━━━━━ GIVEN RECORDS

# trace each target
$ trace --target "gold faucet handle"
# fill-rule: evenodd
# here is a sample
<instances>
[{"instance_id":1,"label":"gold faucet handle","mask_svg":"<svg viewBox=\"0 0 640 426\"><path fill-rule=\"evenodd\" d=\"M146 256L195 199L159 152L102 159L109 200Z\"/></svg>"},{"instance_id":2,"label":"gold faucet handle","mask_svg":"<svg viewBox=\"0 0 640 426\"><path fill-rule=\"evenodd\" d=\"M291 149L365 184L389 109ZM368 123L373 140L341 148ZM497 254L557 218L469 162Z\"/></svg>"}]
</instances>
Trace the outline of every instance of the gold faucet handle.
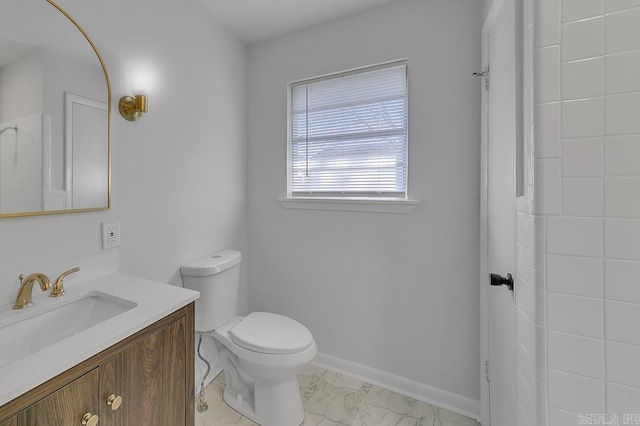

━━━━━━━━━━

## [EXERCISE DIRECTIONS]
Whenever a line includes the word "target", pull it out of the entries.

## [ANSWER SPACE]
# trace each target
$ trace --target "gold faucet handle"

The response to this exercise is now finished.